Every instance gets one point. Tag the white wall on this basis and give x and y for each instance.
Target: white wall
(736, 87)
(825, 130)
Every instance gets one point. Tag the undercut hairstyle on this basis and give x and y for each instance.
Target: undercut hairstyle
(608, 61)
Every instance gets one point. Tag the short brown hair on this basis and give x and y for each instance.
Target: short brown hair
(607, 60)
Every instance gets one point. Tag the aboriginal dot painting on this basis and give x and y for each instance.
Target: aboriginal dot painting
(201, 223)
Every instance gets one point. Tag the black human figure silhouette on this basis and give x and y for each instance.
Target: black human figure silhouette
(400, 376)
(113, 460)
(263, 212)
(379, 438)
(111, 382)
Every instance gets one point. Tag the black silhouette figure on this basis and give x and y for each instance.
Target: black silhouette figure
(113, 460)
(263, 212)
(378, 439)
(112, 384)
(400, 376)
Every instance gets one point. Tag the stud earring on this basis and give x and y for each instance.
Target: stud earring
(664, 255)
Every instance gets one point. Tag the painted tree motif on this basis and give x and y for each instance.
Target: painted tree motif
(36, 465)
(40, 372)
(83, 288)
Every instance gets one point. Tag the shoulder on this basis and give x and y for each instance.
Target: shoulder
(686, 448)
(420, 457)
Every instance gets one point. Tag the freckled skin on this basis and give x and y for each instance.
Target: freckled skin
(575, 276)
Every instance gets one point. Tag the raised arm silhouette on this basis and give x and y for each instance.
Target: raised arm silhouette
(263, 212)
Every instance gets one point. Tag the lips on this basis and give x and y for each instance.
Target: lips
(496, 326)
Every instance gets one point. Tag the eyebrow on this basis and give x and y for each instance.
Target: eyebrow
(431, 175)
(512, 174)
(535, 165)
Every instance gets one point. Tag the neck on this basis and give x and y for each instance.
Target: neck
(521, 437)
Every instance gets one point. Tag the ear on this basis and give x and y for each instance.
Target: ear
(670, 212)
...
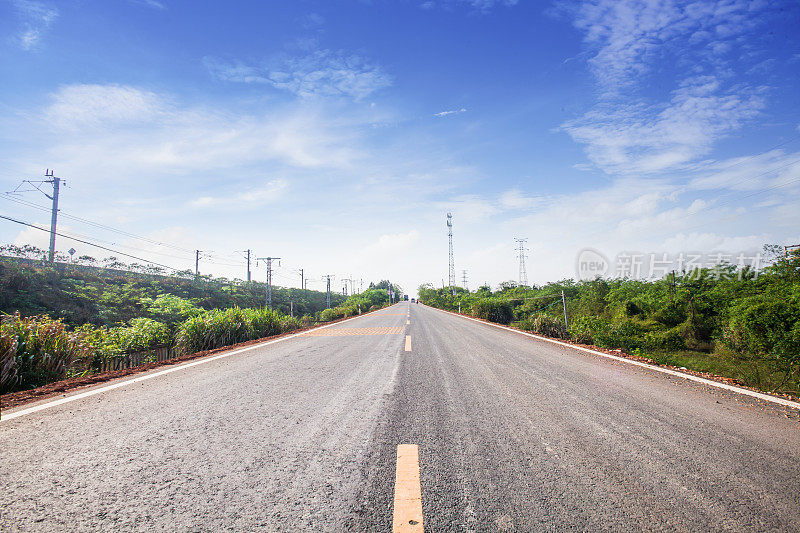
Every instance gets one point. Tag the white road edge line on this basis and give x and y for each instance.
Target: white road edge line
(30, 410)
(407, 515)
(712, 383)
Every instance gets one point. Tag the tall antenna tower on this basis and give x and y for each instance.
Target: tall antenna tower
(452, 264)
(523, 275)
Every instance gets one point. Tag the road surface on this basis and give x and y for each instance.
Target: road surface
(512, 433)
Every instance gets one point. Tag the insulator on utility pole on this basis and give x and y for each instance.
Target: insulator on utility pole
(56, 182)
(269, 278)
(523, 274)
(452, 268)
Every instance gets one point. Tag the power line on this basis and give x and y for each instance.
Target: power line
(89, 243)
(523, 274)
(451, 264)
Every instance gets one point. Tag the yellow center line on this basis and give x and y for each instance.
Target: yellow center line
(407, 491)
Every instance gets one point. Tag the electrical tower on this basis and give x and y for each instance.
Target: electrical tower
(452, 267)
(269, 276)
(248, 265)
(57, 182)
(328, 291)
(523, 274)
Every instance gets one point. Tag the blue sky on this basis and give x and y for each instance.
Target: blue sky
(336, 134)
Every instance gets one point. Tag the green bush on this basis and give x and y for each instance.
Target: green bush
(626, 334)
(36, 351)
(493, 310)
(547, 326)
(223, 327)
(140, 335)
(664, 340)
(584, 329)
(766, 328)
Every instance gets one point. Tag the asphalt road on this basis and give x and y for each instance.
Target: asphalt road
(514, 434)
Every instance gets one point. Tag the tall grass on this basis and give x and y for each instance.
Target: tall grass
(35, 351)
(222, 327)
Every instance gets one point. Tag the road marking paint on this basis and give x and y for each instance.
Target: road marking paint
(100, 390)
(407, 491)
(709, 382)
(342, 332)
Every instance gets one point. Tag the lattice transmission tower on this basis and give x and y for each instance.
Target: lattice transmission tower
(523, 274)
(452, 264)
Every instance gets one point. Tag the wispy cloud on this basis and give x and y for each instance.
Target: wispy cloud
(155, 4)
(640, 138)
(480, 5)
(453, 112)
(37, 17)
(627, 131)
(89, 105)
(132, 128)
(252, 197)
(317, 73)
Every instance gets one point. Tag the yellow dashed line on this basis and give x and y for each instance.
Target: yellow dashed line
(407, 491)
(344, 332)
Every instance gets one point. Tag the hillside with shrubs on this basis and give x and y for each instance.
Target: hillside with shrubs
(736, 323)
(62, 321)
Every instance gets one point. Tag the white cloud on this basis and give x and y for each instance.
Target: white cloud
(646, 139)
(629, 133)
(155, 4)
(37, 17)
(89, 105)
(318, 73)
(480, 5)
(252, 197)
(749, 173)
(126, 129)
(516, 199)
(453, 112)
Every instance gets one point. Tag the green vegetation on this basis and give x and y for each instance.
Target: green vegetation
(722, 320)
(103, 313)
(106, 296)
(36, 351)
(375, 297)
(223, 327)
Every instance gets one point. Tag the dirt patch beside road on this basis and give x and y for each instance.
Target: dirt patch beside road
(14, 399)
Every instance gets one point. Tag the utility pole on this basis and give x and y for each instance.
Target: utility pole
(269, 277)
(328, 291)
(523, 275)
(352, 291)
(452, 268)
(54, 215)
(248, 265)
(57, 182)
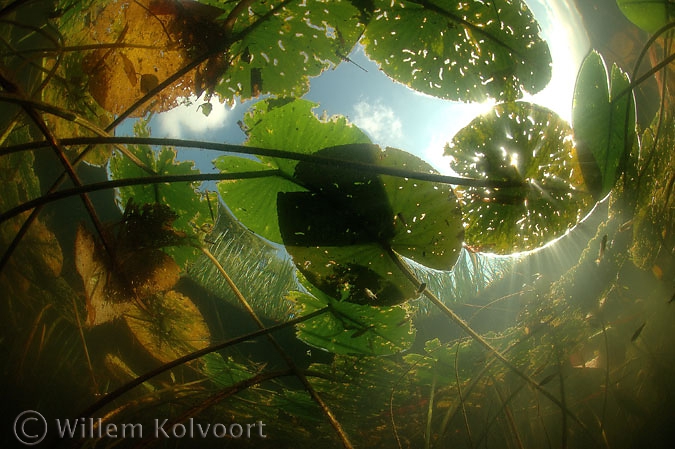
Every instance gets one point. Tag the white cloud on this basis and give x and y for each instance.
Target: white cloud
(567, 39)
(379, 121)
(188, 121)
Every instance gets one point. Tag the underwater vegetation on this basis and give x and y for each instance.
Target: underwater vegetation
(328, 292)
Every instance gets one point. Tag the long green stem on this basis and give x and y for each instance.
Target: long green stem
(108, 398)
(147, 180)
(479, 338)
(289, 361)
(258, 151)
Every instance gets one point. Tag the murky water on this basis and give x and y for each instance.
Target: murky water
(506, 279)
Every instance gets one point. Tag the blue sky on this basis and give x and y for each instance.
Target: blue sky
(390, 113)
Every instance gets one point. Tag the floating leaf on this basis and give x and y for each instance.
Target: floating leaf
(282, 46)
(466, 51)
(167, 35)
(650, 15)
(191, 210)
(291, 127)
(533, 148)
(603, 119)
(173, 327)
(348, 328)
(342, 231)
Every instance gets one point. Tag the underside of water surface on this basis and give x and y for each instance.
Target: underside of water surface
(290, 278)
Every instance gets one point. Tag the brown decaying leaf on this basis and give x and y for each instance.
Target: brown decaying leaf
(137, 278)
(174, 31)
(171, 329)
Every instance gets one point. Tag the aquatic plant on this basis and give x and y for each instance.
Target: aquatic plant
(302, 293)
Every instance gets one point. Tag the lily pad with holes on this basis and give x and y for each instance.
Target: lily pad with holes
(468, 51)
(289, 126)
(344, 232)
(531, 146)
==
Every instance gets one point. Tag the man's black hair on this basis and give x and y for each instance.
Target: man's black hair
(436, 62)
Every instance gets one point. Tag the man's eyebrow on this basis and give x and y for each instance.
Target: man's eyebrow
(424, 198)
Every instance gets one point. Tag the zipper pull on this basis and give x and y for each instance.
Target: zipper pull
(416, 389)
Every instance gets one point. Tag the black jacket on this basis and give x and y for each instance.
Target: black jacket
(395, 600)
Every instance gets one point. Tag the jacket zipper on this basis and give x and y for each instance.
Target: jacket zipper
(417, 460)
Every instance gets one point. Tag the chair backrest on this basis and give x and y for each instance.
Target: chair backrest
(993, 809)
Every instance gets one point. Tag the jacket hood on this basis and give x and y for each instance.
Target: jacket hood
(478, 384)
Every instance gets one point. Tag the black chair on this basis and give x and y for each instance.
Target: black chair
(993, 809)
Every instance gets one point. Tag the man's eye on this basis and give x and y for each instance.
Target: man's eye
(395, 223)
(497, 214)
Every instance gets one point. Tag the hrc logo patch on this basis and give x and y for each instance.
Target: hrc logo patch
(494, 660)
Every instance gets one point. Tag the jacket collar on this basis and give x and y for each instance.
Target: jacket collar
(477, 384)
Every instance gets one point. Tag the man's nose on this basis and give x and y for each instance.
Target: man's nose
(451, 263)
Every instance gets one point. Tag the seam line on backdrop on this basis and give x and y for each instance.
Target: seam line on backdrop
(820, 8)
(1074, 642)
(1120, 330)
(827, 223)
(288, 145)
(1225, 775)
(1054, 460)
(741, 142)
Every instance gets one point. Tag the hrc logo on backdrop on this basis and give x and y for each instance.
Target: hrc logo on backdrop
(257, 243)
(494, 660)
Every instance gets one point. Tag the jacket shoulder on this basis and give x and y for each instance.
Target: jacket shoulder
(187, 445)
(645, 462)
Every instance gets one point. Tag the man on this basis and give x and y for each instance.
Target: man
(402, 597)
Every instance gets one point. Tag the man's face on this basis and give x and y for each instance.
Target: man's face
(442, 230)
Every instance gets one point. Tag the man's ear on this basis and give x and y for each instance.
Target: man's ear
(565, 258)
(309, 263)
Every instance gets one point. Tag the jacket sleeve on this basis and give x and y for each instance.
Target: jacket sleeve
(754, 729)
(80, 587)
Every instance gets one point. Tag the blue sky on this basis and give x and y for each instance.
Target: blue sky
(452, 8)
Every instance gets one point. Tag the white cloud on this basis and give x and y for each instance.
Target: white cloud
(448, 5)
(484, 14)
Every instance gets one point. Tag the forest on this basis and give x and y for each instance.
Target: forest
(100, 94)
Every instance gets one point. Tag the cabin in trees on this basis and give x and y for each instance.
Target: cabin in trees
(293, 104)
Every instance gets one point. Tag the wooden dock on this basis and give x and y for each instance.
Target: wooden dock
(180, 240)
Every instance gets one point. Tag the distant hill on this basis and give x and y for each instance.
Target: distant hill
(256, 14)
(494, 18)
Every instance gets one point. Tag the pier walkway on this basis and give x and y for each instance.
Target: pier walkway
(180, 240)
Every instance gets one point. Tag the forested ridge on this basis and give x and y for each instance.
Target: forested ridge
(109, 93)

■ **SET EXERCISE**
Please pull out every line of the material above that contains the string "underside".

■ **WRITTEN RESPONSE**
Every instance gets one point. Tag the underside of water surface on this basis and give x and y for each instance.
Target: underside of water surface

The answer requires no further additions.